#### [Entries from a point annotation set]
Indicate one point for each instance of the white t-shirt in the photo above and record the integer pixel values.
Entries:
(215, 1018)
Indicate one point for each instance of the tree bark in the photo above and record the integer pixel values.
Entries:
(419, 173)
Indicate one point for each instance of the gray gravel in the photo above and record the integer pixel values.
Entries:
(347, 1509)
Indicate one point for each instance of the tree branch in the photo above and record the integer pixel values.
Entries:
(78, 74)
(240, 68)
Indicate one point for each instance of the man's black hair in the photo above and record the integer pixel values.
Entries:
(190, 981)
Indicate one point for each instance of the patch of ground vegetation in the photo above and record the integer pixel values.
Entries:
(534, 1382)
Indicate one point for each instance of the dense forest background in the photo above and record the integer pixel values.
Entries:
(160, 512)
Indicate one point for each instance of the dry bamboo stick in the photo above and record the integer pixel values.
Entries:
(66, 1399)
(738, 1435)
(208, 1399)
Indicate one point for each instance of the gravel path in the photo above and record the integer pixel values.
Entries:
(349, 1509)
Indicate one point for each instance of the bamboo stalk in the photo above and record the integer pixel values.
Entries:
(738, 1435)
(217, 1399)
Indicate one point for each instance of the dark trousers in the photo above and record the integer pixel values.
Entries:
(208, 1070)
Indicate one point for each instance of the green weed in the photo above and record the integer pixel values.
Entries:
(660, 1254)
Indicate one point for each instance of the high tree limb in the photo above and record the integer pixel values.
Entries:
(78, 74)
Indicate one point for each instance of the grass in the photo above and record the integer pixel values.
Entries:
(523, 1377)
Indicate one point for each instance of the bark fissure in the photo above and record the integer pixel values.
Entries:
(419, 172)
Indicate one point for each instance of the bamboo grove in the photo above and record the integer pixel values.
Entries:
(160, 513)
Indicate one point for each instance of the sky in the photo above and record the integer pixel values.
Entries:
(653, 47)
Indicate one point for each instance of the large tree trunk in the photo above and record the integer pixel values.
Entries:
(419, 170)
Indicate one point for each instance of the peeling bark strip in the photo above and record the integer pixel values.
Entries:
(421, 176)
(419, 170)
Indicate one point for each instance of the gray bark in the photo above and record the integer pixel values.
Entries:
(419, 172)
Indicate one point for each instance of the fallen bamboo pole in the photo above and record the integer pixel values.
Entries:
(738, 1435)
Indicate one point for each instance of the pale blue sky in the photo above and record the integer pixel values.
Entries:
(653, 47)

==

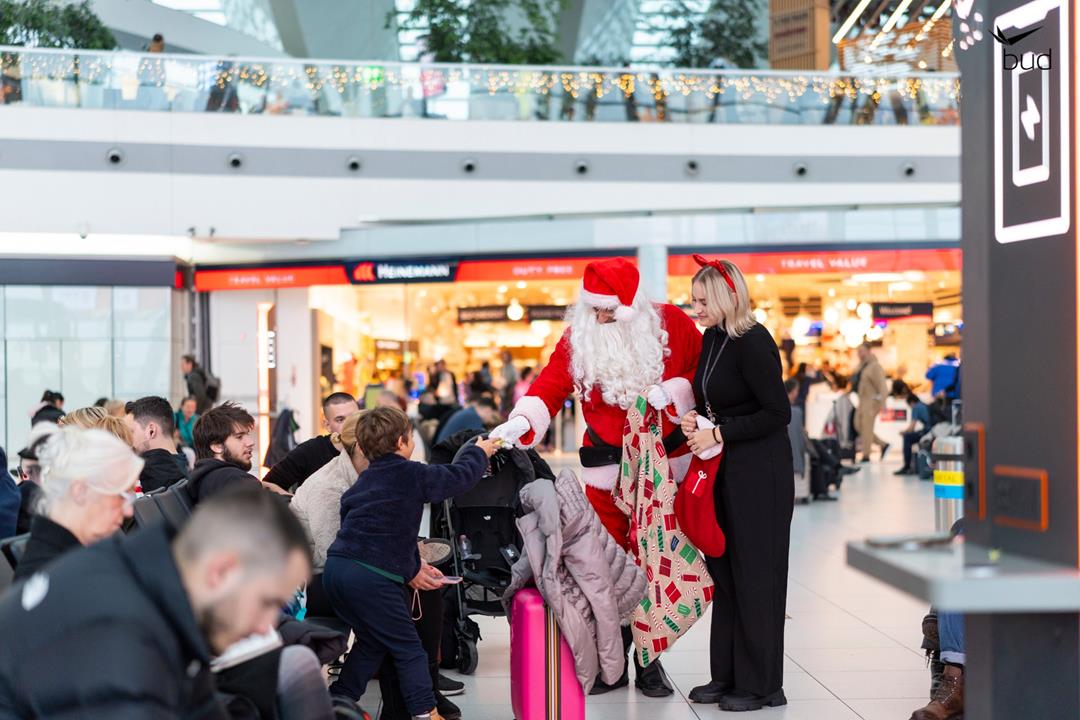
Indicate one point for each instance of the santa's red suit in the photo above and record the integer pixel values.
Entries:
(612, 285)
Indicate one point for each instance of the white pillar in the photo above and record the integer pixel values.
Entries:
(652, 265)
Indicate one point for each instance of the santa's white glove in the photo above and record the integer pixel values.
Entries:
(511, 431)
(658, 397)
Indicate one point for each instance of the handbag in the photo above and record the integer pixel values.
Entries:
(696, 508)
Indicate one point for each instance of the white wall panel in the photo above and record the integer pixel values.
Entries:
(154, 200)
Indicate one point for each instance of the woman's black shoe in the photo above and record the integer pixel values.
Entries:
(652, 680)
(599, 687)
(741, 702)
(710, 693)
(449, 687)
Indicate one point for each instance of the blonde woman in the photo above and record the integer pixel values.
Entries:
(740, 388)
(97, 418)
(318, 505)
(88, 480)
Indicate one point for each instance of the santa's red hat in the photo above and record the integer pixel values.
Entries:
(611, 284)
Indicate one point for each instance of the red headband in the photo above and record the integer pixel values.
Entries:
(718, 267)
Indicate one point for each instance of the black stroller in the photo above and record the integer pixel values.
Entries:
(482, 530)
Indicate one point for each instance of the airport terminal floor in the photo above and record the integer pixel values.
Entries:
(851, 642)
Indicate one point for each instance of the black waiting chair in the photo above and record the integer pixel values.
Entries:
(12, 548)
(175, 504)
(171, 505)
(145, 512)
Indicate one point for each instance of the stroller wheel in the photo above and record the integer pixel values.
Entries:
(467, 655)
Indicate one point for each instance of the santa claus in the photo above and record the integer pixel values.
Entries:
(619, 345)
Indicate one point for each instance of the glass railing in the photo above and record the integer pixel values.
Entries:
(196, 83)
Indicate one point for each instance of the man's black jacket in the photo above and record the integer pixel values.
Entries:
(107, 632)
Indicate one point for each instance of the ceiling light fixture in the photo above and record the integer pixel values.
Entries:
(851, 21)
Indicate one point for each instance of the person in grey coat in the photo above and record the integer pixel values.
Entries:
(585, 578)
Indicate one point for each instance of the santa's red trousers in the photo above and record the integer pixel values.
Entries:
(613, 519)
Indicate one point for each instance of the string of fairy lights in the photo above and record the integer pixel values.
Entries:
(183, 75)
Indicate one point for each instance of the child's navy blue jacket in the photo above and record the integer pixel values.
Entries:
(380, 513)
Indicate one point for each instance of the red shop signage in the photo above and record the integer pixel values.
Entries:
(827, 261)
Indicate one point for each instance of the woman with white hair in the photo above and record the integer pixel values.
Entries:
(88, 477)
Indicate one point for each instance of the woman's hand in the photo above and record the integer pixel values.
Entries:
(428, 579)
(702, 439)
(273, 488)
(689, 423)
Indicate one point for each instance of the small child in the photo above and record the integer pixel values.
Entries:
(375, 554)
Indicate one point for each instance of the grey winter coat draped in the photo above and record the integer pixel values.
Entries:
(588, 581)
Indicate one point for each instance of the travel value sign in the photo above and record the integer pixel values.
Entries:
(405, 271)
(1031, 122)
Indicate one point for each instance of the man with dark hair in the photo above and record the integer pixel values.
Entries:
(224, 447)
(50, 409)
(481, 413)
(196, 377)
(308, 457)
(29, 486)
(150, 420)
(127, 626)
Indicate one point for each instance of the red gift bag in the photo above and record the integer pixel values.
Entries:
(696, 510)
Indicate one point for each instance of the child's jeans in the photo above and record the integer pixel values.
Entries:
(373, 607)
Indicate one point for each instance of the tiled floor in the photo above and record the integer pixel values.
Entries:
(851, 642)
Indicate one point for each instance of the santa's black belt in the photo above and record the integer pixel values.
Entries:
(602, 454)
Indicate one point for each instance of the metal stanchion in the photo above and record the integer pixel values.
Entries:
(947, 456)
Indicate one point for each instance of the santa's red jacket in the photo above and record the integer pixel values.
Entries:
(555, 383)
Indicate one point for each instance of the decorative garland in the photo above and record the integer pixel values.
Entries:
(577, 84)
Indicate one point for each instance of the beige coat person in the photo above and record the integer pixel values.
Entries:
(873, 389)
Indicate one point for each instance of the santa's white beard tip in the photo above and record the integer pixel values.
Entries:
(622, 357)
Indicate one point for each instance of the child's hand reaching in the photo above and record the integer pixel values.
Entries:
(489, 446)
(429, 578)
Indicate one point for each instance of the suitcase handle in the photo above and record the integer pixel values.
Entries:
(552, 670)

==

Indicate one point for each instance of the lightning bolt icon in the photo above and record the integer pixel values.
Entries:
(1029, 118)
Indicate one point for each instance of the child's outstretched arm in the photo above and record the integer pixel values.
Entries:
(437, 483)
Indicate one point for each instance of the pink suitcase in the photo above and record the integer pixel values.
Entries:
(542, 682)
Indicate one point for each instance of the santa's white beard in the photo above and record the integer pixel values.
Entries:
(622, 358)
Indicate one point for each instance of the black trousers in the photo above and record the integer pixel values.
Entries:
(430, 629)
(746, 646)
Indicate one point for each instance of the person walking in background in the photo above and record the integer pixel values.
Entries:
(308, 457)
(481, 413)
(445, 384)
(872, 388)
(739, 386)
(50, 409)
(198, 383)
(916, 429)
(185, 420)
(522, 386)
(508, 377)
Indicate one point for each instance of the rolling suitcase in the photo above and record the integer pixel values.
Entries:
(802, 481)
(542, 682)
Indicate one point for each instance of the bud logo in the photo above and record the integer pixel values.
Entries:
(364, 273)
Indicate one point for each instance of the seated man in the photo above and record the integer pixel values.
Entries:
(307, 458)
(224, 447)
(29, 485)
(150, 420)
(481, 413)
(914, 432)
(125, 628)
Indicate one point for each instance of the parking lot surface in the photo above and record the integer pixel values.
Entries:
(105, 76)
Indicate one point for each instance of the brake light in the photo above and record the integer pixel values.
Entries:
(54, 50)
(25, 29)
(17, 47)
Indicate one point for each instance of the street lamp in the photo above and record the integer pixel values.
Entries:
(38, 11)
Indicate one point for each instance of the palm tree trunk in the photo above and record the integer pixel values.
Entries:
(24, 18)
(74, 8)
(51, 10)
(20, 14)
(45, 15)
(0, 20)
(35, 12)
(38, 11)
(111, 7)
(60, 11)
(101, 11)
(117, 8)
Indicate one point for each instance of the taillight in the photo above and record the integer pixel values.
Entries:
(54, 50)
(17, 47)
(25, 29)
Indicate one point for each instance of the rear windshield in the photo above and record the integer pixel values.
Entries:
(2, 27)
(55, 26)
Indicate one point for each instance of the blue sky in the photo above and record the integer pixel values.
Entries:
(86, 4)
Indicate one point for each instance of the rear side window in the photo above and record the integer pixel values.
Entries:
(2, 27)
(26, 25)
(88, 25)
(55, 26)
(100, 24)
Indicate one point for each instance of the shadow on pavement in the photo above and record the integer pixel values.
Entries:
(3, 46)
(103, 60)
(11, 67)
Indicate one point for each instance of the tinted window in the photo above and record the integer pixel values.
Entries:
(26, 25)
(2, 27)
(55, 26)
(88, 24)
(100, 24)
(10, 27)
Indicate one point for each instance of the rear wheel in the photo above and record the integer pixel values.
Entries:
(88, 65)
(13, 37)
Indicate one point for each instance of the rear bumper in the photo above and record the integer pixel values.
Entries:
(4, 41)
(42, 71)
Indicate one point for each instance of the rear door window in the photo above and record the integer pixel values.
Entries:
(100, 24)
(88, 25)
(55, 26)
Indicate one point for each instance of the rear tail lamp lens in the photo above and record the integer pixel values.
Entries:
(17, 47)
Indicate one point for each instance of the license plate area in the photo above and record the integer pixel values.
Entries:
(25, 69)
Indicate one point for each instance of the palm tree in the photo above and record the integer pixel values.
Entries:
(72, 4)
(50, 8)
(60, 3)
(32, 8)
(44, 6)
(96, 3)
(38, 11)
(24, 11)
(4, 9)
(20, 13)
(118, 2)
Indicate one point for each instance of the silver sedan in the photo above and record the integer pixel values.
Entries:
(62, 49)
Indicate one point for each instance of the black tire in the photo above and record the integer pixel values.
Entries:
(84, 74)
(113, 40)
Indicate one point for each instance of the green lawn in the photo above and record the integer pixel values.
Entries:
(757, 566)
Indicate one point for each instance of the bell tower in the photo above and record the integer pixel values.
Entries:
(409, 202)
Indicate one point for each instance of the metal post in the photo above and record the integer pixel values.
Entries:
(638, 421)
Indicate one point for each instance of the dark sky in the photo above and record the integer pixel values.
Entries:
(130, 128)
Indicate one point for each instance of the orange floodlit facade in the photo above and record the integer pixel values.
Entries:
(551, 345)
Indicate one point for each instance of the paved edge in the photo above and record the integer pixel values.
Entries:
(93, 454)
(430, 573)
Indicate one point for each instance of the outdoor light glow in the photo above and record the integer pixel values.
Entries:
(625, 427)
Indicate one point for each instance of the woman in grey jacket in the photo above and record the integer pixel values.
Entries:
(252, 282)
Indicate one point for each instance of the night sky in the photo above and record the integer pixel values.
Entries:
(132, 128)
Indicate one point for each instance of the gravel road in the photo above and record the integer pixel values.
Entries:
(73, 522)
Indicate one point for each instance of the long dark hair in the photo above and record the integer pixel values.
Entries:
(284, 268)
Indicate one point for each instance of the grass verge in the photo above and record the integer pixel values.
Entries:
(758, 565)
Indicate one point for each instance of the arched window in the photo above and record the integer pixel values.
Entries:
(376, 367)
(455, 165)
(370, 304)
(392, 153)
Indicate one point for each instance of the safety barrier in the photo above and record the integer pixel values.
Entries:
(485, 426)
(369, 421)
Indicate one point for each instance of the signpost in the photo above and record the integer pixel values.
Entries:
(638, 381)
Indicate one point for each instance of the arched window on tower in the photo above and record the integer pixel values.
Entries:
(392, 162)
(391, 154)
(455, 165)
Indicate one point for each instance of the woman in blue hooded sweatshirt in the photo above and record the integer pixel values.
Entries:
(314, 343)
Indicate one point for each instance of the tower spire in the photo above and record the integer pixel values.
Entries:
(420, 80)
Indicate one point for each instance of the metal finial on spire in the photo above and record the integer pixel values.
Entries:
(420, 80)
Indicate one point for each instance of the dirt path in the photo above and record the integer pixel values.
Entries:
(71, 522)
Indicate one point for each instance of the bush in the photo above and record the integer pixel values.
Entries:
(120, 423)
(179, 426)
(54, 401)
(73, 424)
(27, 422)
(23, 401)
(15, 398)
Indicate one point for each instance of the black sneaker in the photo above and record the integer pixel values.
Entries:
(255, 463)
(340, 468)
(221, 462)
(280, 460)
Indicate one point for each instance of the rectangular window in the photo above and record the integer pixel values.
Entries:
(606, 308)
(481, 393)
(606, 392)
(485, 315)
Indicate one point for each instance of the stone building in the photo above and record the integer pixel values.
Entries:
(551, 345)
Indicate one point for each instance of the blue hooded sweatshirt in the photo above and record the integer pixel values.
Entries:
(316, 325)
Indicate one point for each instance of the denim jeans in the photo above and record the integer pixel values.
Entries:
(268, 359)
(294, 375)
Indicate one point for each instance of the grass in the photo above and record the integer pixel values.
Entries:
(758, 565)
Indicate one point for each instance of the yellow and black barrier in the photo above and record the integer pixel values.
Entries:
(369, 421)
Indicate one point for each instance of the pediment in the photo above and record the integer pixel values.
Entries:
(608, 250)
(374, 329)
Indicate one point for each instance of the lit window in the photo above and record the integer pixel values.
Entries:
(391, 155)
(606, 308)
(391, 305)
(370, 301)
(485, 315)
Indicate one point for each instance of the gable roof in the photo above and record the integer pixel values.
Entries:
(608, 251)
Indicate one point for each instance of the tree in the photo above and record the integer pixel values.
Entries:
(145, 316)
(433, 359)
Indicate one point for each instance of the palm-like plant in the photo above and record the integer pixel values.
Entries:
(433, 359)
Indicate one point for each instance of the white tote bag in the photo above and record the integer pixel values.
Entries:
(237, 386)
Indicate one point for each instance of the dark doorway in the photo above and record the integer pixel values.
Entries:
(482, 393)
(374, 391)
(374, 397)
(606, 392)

#### [WORK TO BE COMPLETED]
Lay out the rows between the lines holding "Indicate one point for each instance of the white t-shirt" and "(660, 1254)", inclusive, as a two-column CSV with the header instruction and points. Give one CSV line per row, and put each value in a single quoted field with its line breaks replaced by spaces.

#### [EXERCISE OUTPUT]
instruction,points
"Indicate one point for each instance of the white t-shirt in the photo above and record the integer pixel values. Entries:","(215, 1018)"
"Indicate one point for each instance of the tree bark in the photo above and record the integer pixel values. Entries:","(419, 173)"
"Indicate one point for each instance of the gray gravel in the photo above and record the integer pixel values. Entries:","(347, 1509)"
"Indicate one point for each instance of the tree branch in the photo above and record the integer pixel values. Entries:","(78, 74) (240, 68)"
"Indicate one point for each instance of the man's black hair in the photo above and record the integer pixel values. Entries:","(190, 981)"
"Indicate one point for each instance of the patch of ground vegetation in the photo above and record the integer pixel values. Entries:","(534, 1382)"
"Indicate one point for each instance of the dense forest background in the photo above and record the integer pixel values. Entries:","(160, 512)"
"Indicate one point for each instance of the dry bamboo stick in the photo above and record the integer pixel values. Entries:","(66, 1399) (738, 1435) (208, 1399)"
"Indicate one point for each instance of the gravel path in the photo above and record the integer pixel values. Entries:","(349, 1509)"
"Indicate one point for each instance of the bamboo stalk in the photo above and record the integer pixel values. Entries:","(738, 1435) (217, 1399)"
"Indicate one point for each instance of the dark trousers in the photo above and record the integer pixel values. Entries:","(208, 1070)"
"Indicate one point for each instance of the green weed in the photo above and record the integer pixel values. Entries:","(660, 1254)"